Aim of the task — Copy the Q&A passage about sin and disorder starting with "But going back" and going on through "body painful, difficult or outrightly impossible.", and substitute "germs" for "pathogens".

Source passage —
Q&A 42

Q. Wait. Sin creates disorder?

A. Yes. Sin and vice are moral disorders just like illness and injury are physical disorders. And they all create more disorder. Playing sports while you're injured exposes you to greater injury; so too sin and vice only lead to more sin and vice (one more reason why "the end justifies the means" is false). This is why a proud person will usually also end up being insincere and disobedient, or a gluttonous fellow will end up having difficulties in purity etc. Or to look at it from the reverse angle, to grow/improve in any virtue will necessarily mean growing/improving in other virtues e.g. to grow in punctuality necessarily requires one to grow in order, in temperance, in prudence, in fortitude and so on.

But going back to our analogy between the disorders of sin and illness: an illness is where pathogens that should be found outside the body are found inside; injury such as a fracture is where you have bone in the wrong place. Both are forms of disorder that make the normal functioning of the body painful, difficult or outrightly impossible.

So too with the soul: sin and vice are disorders that make the normal functioning of the soul painful, difficult or outrightly impossible.

The analogy - though limited like all other analogies - goes further: the "normal functioning" of the body targets physical and sexual maturity called health; the "normal functioning" of the soul targets personal and social maturity called sanctity.

Injuries if untreated lead to infections and thus illnesses; vices if untreated lead to falls and thus sins.

Some injuries and illnesses are mortally incompatible with the health of the body; some sins and vices are mortally incompatible with the health of the soul.

Supplied entries —
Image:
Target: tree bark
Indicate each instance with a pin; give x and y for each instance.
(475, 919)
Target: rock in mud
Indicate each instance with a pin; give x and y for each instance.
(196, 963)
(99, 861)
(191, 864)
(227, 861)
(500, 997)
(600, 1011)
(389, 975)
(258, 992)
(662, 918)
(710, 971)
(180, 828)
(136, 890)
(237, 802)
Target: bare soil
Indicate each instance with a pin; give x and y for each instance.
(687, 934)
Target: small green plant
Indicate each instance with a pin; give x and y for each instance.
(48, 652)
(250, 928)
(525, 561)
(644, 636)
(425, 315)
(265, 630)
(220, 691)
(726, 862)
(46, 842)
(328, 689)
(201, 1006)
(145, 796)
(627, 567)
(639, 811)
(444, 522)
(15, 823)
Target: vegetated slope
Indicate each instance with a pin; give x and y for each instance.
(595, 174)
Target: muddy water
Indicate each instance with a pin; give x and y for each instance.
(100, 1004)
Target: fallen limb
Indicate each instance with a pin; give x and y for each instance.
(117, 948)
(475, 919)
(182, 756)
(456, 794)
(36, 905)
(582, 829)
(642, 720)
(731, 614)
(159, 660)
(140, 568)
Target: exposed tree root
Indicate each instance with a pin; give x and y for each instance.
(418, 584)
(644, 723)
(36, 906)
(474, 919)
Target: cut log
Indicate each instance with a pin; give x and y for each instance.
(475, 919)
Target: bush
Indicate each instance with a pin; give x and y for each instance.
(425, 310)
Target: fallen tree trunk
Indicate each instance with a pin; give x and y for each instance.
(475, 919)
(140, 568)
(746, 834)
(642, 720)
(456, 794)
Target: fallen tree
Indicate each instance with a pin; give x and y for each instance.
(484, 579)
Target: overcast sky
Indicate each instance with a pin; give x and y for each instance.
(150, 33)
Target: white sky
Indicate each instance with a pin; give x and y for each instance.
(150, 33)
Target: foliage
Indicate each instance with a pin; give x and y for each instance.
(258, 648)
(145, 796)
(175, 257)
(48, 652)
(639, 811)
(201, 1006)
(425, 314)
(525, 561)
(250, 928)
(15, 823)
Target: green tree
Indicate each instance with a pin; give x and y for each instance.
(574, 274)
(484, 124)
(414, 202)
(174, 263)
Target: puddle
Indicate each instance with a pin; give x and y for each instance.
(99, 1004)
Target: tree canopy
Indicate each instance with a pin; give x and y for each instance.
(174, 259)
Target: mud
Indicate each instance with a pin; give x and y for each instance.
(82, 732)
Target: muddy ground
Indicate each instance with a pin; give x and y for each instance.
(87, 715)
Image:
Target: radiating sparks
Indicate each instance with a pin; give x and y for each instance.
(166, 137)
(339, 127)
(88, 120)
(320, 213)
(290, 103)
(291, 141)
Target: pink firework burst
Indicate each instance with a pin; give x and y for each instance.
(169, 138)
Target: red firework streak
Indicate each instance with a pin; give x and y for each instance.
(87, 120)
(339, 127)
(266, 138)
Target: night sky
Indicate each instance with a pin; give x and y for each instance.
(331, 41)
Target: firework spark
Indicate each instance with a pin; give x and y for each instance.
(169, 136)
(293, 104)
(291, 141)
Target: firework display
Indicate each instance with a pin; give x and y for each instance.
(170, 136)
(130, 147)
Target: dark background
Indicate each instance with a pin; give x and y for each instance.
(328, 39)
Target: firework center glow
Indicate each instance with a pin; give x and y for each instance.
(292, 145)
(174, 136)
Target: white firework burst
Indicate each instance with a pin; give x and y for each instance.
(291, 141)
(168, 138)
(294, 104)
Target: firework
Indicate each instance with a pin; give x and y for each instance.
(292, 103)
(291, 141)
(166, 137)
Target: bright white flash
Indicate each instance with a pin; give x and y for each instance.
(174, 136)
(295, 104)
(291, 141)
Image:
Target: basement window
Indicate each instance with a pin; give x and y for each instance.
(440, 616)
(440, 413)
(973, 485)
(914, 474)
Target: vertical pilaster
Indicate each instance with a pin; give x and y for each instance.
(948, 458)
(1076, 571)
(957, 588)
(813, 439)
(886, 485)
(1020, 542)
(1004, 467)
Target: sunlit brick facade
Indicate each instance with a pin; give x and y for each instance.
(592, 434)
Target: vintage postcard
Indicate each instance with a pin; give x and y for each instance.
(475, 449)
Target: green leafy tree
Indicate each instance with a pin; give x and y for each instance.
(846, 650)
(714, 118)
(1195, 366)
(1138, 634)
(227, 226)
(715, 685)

Your response —
But going back to our analogy between the disorders of sin and illness: an illness is where germs that should be found outside the body are found inside; injury such as a fracture is where you have bone in the wrong place. Both are forms of disorder that make the normal functioning of the body painful, difficult or outrightly impossible.